◆ Exercise goal
In the entries below, find the line with "box: [168, 270, 189, 294]" and the line with "box: [267, 231, 285, 253]"; copy them and every line between them exactly, but not the pictures.

(Data for this exercise)

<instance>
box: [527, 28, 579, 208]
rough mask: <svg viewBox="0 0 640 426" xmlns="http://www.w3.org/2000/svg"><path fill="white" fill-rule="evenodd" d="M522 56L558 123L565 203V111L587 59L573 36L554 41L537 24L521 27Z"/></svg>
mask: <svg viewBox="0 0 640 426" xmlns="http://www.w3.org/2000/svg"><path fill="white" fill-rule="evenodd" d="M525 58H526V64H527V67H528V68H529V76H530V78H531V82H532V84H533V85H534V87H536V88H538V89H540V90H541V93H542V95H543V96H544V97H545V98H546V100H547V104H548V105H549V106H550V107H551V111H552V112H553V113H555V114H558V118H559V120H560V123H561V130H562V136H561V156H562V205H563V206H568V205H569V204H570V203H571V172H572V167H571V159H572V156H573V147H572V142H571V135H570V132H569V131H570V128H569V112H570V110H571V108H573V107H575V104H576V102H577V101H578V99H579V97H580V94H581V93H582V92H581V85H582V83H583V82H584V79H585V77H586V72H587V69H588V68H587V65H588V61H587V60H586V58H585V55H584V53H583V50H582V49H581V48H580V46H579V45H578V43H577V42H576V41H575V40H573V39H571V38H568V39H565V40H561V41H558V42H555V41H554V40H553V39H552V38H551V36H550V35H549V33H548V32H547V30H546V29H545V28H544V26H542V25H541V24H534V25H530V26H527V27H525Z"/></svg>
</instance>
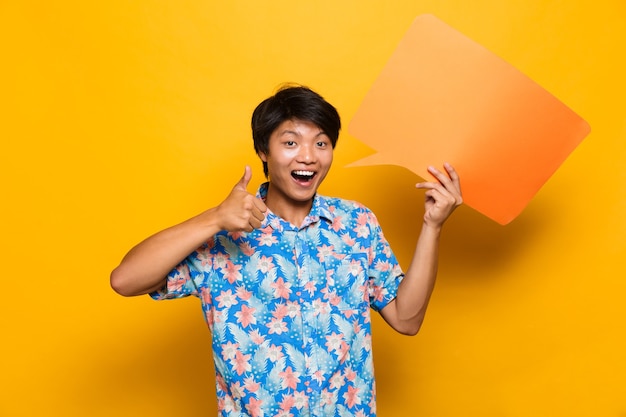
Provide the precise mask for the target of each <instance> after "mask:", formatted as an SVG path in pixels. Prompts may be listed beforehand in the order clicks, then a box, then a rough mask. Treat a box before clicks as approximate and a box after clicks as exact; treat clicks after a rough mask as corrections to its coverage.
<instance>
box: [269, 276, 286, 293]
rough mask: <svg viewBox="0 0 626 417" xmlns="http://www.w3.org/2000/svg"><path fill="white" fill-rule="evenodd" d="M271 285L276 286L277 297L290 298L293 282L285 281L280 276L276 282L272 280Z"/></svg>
mask: <svg viewBox="0 0 626 417" xmlns="http://www.w3.org/2000/svg"><path fill="white" fill-rule="evenodd" d="M270 286H271V287H272V288H274V297H275V298H289V294H290V293H291V284H290V283H289V282H285V280H284V279H283V278H282V277H281V278H278V279H277V280H276V281H275V282H272V284H271V285H270Z"/></svg>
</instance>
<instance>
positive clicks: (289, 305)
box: [151, 183, 403, 417]
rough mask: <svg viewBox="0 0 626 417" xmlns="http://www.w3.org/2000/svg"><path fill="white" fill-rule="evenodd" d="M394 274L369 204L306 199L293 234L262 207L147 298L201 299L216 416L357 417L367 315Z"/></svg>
mask: <svg viewBox="0 0 626 417" xmlns="http://www.w3.org/2000/svg"><path fill="white" fill-rule="evenodd" d="M266 195H267V183H266V184H263V185H262V186H261V187H260V188H259V191H258V193H257V196H258V197H260V198H262V199H265V196H266ZM402 277H403V274H402V271H401V269H400V266H399V265H398V262H397V260H396V258H395V256H394V254H393V252H392V251H391V248H390V247H389V244H388V242H387V241H386V239H385V238H384V236H383V233H382V230H381V228H380V225H379V223H378V221H377V219H376V217H375V216H374V214H373V213H372V212H371V211H370V210H369V209H367V208H366V207H364V206H363V205H361V204H359V203H356V202H353V201H348V200H343V199H339V198H328V197H323V196H320V195H316V196H315V198H314V200H313V206H312V209H311V212H310V213H309V215H308V216H307V217H306V218H305V220H304V222H303V224H302V225H300V226H299V227H297V226H294V225H292V224H290V223H288V222H286V221H284V220H283V219H281V218H280V217H278V216H276V215H274V214H273V213H272V212H271V211H268V212H267V214H266V218H265V220H264V222H263V224H262V225H261V227H260V228H258V229H256V230H254V231H252V232H250V233H245V232H238V233H229V232H221V233H218V234H216V235H215V236H213V237H212V238H211V239H210V240H209V241H207V242H206V243H205V244H204V245H203V246H202V247H200V248H199V249H197V250H196V251H195V252H194V253H192V254H191V255H189V256H188V257H187V258H186V259H185V260H184V261H183V262H181V263H180V264H179V265H178V266H177V267H176V268H175V269H174V270H173V271H172V272H171V273H170V274H169V276H168V278H167V284H166V287H164V288H163V289H162V290H161V291H159V292H155V293H152V294H151V295H152V297H153V298H155V299H168V298H180V297H185V296H189V295H193V296H196V297H198V298H199V299H200V300H201V302H202V309H203V312H204V315H205V317H206V321H207V323H208V326H209V329H210V330H211V334H212V339H213V359H214V363H215V372H216V387H217V400H218V413H219V415H220V416H223V417H235V416H253V417H260V416H266V417H268V416H282V417H287V416H290V417H291V416H325V417H326V416H361V417H364V416H375V415H376V393H375V383H374V367H373V358H372V342H371V327H370V308H371V309H373V310H375V311H379V310H381V309H382V308H383V307H385V306H386V305H387V304H388V303H389V302H390V301H392V300H393V299H394V298H395V296H396V291H397V288H398V285H399V283H400V281H401V280H402Z"/></svg>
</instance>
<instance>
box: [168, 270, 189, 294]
mask: <svg viewBox="0 0 626 417" xmlns="http://www.w3.org/2000/svg"><path fill="white" fill-rule="evenodd" d="M186 281H187V279H186V278H183V277H181V276H180V274H179V275H178V276H177V277H176V279H173V280H170V282H169V283H168V290H169V291H171V292H176V291H180V289H181V288H183V286H184V285H185V282H186Z"/></svg>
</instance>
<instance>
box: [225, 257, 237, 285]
mask: <svg viewBox="0 0 626 417" xmlns="http://www.w3.org/2000/svg"><path fill="white" fill-rule="evenodd" d="M240 269H241V265H235V264H234V263H232V262H231V261H227V262H226V266H225V267H224V268H222V270H223V272H224V276H225V277H226V279H227V280H228V282H230V283H231V284H232V283H234V282H235V281H237V280H239V278H241V273H240V272H239V270H240Z"/></svg>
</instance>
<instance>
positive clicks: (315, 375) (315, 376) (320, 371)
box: [311, 369, 324, 383]
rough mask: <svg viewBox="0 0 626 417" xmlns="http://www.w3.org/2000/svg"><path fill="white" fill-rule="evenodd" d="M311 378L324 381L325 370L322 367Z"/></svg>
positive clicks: (321, 381)
mask: <svg viewBox="0 0 626 417" xmlns="http://www.w3.org/2000/svg"><path fill="white" fill-rule="evenodd" d="M311 379H312V380H314V381H316V382H318V383H321V382H322V381H324V371H322V370H321V369H320V370H317V371H315V372H314V373H313V375H311Z"/></svg>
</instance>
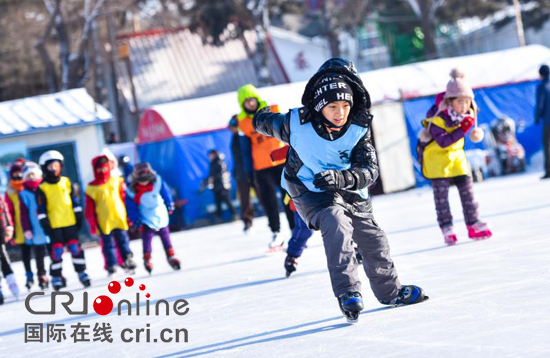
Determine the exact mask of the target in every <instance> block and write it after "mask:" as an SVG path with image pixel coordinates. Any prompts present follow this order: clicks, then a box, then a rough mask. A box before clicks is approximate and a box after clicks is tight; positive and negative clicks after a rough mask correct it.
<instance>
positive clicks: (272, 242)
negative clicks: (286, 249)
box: [267, 231, 285, 253]
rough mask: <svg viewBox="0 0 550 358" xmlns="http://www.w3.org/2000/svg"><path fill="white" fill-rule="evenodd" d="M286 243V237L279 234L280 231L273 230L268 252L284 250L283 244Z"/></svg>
mask: <svg viewBox="0 0 550 358" xmlns="http://www.w3.org/2000/svg"><path fill="white" fill-rule="evenodd" d="M284 243H285V239H284V238H283V237H282V236H281V235H280V234H279V232H278V231H275V232H273V236H272V237H271V242H270V243H269V245H268V250H267V252H268V253H271V252H278V251H282V250H283V245H284Z"/></svg>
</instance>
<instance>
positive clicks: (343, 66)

(End Data for this exercise)

◆ Response area
box: [168, 270, 189, 294]
mask: <svg viewBox="0 0 626 417" xmlns="http://www.w3.org/2000/svg"><path fill="white" fill-rule="evenodd" d="M186 281H187V279H186V278H183V277H181V276H180V274H179V275H178V276H177V277H176V279H173V280H170V282H169V283H168V290H169V291H171V292H176V291H180V289H181V288H183V286H184V285H185V282H186Z"/></svg>
</instance>
<instance>
box: [225, 257, 237, 285]
mask: <svg viewBox="0 0 626 417" xmlns="http://www.w3.org/2000/svg"><path fill="white" fill-rule="evenodd" d="M240 269H241V265H235V264H234V263H232V262H231V261H227V262H226V266H225V267H224V268H222V270H223V272H224V276H225V277H226V279H227V280H228V282H230V283H231V284H232V283H234V282H235V281H237V280H239V278H241V273H240V272H239V270H240Z"/></svg>
</instance>
<instance>
positive clicks: (315, 375) (315, 376) (320, 371)
box: [311, 369, 324, 383]
rough mask: <svg viewBox="0 0 626 417" xmlns="http://www.w3.org/2000/svg"><path fill="white" fill-rule="evenodd" d="M311 378L324 381L325 370L322 367Z"/></svg>
positive clicks: (321, 381)
mask: <svg viewBox="0 0 626 417" xmlns="http://www.w3.org/2000/svg"><path fill="white" fill-rule="evenodd" d="M311 379H312V380H314V381H316V382H318V383H321V382H322V381H324V371H322V370H321V369H320V370H317V371H315V372H314V373H313V375H311Z"/></svg>
</instance>
Determine the exact mask of the target in every <instance> block and write it after "mask:" as an SVG path with image pixel coordinates. Any prompts present follow this order: clicks, then a box, then a rough mask. A box before clicks is approximate and a box after clicks is tight; positive and negative clicks after a rough mask correct it.
<instance>
positive clicks: (272, 242)
negative clicks: (286, 249)
box: [267, 231, 285, 253]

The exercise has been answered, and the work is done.